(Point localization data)
'''

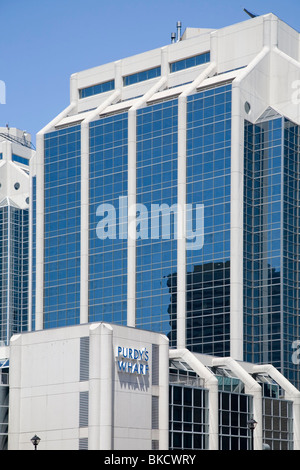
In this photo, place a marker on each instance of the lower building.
(100, 386)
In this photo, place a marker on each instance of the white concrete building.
(96, 386)
(213, 120)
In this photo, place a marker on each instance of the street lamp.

'''

WHAT IS BEING ASKED:
Find the line that contains "white concrete building.". Repeat it and every line after it, exactly as written, up to and including the last line of the records above.

OUTPUT OF THE TASK:
In this photo, place a marker on each instance of the white concrete building.
(96, 386)
(213, 120)
In this photo, place a marker on each instance of the street lamp.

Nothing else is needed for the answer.